→ **Exercise description**
Count the lines in the material below that contain the string "reflection", matching case exactly, and reply with only the number.

=====

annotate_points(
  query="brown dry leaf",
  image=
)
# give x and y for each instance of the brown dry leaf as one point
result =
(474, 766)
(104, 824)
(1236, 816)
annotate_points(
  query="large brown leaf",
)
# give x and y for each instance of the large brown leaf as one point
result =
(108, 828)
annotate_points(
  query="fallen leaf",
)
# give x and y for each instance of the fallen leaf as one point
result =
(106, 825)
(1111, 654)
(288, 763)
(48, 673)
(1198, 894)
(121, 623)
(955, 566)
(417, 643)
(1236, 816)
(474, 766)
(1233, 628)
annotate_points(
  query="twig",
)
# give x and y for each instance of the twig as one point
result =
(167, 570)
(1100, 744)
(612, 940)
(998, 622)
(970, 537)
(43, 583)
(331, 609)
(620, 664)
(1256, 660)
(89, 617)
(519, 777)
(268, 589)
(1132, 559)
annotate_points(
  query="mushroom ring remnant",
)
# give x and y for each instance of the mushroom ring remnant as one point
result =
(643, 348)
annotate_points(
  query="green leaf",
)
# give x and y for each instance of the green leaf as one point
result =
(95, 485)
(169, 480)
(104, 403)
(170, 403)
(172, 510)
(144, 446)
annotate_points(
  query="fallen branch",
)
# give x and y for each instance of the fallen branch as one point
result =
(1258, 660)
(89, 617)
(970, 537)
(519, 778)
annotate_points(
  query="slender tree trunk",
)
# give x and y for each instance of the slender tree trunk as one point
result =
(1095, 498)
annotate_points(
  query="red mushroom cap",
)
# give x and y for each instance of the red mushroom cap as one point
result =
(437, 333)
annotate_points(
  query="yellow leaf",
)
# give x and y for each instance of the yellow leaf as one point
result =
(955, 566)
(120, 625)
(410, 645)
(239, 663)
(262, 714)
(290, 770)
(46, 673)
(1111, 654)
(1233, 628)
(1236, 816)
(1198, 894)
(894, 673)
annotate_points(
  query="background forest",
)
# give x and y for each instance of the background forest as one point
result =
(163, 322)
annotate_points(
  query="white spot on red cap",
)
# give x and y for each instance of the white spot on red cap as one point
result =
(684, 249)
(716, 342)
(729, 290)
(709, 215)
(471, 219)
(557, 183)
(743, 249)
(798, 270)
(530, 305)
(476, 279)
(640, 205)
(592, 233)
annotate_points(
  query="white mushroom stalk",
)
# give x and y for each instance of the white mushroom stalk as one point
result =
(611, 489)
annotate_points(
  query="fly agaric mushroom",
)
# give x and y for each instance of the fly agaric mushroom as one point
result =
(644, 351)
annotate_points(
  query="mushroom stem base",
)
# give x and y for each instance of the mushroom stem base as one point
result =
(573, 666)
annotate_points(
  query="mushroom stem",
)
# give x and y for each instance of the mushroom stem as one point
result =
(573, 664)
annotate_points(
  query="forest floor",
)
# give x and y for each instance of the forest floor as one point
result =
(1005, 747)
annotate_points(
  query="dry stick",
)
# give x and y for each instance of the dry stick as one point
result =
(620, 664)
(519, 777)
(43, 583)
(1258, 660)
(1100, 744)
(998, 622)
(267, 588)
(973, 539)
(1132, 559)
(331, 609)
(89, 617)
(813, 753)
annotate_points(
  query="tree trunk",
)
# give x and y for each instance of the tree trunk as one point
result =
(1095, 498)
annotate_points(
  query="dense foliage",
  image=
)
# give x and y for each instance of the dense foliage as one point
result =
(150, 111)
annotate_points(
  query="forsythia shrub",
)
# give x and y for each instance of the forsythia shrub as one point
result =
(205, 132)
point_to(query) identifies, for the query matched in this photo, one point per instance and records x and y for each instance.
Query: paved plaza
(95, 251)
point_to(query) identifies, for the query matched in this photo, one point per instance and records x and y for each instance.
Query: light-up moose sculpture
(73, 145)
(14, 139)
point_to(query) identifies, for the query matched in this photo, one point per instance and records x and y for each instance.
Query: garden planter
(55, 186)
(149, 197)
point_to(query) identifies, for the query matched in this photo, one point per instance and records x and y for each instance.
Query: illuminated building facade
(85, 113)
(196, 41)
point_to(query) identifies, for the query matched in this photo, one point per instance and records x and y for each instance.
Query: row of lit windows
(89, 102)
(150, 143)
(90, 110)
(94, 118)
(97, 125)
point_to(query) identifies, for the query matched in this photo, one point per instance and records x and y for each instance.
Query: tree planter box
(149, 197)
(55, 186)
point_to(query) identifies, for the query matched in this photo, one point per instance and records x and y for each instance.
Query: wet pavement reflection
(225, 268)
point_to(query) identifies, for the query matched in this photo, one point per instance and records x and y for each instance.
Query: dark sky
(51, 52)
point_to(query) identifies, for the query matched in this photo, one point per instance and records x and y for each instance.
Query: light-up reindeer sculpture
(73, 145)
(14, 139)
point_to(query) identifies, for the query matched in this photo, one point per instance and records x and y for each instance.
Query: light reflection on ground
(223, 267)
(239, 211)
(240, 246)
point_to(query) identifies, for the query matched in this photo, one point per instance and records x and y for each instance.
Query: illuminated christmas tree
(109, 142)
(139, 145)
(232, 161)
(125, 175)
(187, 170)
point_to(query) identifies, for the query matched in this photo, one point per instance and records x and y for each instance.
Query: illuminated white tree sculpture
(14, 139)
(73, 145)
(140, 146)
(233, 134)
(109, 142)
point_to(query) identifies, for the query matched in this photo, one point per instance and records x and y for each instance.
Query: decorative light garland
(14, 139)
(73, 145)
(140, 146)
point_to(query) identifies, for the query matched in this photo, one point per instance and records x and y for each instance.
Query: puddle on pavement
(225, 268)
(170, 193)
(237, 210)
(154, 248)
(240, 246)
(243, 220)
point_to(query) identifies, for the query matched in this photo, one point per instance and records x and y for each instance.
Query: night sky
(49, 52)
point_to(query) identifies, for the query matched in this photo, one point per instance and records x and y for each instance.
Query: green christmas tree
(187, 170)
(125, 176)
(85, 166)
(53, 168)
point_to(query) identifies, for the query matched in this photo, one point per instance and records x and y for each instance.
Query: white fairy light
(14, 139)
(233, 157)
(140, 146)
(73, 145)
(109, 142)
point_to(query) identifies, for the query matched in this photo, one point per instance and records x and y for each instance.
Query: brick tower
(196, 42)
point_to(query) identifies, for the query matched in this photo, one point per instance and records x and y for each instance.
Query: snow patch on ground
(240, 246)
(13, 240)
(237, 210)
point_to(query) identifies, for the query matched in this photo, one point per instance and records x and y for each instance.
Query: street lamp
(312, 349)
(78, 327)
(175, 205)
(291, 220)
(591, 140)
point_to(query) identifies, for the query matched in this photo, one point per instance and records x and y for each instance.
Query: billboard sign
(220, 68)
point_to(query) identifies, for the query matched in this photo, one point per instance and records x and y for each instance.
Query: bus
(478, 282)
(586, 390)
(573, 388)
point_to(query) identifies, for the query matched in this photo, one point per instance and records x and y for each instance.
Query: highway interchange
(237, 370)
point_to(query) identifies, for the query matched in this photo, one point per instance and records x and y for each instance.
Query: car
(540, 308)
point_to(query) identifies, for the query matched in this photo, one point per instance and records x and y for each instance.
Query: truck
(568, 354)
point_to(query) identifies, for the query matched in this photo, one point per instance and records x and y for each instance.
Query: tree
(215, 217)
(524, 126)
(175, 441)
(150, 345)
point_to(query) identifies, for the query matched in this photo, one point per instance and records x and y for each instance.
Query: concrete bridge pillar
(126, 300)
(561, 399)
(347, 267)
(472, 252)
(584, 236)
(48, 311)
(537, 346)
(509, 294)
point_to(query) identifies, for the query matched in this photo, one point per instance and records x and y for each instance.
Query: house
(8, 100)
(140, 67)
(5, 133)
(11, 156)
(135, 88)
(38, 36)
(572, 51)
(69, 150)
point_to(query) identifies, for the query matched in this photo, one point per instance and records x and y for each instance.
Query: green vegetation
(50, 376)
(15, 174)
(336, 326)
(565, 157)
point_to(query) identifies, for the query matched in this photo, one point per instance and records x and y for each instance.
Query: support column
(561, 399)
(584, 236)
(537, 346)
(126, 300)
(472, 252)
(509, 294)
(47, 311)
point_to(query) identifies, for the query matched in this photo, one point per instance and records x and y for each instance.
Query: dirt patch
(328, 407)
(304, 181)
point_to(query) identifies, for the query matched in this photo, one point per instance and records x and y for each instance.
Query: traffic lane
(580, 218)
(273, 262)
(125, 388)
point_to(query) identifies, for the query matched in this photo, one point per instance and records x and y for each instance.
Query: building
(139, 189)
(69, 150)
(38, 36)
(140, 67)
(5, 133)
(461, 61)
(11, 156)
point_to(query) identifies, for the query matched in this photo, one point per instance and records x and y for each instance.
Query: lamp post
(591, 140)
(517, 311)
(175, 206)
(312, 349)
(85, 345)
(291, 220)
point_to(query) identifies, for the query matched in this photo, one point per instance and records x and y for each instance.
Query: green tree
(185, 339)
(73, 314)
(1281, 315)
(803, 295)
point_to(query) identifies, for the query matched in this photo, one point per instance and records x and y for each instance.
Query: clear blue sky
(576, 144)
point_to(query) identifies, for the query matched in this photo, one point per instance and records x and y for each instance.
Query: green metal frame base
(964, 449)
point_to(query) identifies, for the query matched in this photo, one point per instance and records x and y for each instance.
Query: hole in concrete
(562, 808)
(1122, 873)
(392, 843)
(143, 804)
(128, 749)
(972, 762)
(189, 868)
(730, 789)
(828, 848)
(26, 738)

=====

→ **Exercise output**
2